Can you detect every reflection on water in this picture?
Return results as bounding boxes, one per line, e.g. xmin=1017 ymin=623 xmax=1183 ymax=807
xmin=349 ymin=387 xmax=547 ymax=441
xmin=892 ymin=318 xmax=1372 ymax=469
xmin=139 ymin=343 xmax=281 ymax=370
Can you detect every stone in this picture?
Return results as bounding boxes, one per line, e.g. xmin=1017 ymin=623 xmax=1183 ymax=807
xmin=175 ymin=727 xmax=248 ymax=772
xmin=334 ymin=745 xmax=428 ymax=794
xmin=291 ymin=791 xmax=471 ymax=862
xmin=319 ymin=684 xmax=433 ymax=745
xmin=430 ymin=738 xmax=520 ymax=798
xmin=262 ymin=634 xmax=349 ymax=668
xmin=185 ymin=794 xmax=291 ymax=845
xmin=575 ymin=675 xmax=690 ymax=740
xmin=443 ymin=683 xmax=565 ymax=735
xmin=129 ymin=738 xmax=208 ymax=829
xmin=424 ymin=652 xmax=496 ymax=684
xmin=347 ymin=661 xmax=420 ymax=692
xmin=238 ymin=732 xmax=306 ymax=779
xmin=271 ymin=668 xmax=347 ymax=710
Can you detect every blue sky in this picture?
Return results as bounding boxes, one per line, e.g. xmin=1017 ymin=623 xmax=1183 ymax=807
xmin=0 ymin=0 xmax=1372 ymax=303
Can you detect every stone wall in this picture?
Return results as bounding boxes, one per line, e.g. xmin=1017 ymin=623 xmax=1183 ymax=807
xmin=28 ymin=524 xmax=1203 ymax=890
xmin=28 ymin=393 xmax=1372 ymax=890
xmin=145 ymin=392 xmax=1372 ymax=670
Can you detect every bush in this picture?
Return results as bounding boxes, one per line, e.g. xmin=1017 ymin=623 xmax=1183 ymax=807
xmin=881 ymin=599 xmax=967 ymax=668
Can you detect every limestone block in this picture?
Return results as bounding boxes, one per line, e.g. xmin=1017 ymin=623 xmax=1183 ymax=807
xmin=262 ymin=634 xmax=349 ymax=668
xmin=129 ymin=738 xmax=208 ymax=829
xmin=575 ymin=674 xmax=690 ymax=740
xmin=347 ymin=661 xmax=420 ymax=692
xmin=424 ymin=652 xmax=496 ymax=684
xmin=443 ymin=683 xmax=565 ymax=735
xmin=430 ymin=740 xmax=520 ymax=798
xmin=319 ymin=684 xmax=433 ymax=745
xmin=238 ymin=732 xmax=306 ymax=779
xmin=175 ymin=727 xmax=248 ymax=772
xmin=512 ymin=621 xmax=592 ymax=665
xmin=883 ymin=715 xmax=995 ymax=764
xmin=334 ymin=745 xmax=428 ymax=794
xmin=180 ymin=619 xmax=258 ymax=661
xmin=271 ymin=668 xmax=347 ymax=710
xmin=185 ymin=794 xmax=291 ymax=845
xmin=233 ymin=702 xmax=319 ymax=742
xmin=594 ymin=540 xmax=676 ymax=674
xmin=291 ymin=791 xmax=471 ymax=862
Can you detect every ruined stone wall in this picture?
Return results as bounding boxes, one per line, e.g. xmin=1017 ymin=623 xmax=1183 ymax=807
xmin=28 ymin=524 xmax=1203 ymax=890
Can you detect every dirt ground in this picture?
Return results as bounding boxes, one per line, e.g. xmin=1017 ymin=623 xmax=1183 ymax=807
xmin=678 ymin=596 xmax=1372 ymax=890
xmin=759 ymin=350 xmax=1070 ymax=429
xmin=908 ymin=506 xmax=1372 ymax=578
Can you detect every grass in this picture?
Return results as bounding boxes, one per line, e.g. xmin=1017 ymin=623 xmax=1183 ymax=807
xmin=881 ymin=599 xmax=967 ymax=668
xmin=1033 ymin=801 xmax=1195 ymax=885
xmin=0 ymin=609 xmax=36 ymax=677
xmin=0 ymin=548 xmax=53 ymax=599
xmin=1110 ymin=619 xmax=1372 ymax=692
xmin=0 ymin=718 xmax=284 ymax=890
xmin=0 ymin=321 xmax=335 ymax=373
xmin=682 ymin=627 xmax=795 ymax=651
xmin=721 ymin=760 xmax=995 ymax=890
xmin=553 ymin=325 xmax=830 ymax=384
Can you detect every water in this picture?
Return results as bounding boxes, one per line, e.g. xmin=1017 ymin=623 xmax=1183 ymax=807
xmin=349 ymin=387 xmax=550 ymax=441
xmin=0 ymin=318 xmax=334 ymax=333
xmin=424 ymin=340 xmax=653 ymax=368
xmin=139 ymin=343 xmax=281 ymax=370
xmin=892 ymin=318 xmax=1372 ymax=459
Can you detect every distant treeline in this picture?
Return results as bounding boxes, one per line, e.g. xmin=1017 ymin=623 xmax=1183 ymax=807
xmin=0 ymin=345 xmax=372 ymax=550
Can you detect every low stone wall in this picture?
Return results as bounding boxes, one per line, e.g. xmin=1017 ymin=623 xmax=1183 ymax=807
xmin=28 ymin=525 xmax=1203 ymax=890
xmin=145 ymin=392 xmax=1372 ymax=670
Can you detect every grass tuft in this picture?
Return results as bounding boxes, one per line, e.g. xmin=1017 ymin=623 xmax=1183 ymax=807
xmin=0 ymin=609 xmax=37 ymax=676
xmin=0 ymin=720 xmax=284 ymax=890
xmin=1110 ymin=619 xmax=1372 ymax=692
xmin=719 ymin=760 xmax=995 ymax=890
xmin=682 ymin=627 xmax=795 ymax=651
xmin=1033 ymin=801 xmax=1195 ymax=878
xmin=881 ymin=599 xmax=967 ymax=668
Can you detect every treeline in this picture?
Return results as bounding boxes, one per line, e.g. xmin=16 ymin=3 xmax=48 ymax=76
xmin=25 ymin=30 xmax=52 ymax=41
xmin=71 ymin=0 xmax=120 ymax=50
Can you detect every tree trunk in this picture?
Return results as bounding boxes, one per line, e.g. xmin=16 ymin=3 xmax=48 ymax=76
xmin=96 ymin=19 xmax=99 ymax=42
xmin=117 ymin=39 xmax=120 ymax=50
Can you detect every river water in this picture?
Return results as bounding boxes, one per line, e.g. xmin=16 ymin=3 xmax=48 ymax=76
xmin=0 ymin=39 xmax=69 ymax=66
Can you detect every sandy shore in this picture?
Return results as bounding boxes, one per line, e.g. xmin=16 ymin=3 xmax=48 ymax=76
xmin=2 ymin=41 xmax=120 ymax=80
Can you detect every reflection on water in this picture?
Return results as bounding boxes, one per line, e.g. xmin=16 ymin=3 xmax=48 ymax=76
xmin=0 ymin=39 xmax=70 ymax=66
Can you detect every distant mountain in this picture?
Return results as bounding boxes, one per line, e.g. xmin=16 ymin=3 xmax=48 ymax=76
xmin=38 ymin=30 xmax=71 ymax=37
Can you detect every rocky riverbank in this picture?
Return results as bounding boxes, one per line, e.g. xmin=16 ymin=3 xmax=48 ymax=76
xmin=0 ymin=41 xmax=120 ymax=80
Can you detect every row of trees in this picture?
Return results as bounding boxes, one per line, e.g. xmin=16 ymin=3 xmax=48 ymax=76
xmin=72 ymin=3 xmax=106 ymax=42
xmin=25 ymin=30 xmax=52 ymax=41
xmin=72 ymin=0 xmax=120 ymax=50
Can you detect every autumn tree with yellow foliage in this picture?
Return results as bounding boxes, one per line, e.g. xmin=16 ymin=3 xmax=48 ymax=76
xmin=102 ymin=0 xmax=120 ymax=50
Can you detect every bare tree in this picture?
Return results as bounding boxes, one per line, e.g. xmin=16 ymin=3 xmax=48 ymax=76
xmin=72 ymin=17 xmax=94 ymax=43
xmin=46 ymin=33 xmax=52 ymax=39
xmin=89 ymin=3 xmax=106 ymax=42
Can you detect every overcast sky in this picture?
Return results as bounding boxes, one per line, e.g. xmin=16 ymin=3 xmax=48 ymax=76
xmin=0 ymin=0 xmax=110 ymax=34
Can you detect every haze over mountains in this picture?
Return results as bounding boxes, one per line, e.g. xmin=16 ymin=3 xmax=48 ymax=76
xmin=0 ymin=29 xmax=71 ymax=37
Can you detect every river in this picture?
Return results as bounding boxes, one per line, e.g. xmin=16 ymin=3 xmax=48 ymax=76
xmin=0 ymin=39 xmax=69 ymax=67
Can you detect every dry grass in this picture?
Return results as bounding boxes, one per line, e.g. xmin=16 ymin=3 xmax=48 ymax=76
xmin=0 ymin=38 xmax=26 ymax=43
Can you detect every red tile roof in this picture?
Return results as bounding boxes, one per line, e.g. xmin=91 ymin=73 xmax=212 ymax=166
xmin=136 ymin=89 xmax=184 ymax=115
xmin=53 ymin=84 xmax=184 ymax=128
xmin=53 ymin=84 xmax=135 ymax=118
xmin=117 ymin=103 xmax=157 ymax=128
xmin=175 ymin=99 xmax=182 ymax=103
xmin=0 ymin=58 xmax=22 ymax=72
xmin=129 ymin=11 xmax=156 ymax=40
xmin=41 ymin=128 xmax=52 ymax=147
──────
### [Task requirements]
Reproduce word for word every line from the one containing "Can you detect every red" through the last line of the items, including both of those lines.

### [Written reply]
Can you detect every red tile roof in this picture?
Return results as bounding boxes, one per line, e.g. xmin=91 ymin=73 xmax=212 ymax=166
xmin=136 ymin=89 xmax=184 ymax=115
xmin=53 ymin=84 xmax=184 ymax=128
xmin=53 ymin=84 xmax=135 ymax=118
xmin=117 ymin=103 xmax=157 ymax=128
xmin=175 ymin=99 xmax=182 ymax=103
xmin=0 ymin=58 xmax=22 ymax=72
xmin=129 ymin=11 xmax=156 ymax=40
xmin=41 ymin=128 xmax=52 ymax=147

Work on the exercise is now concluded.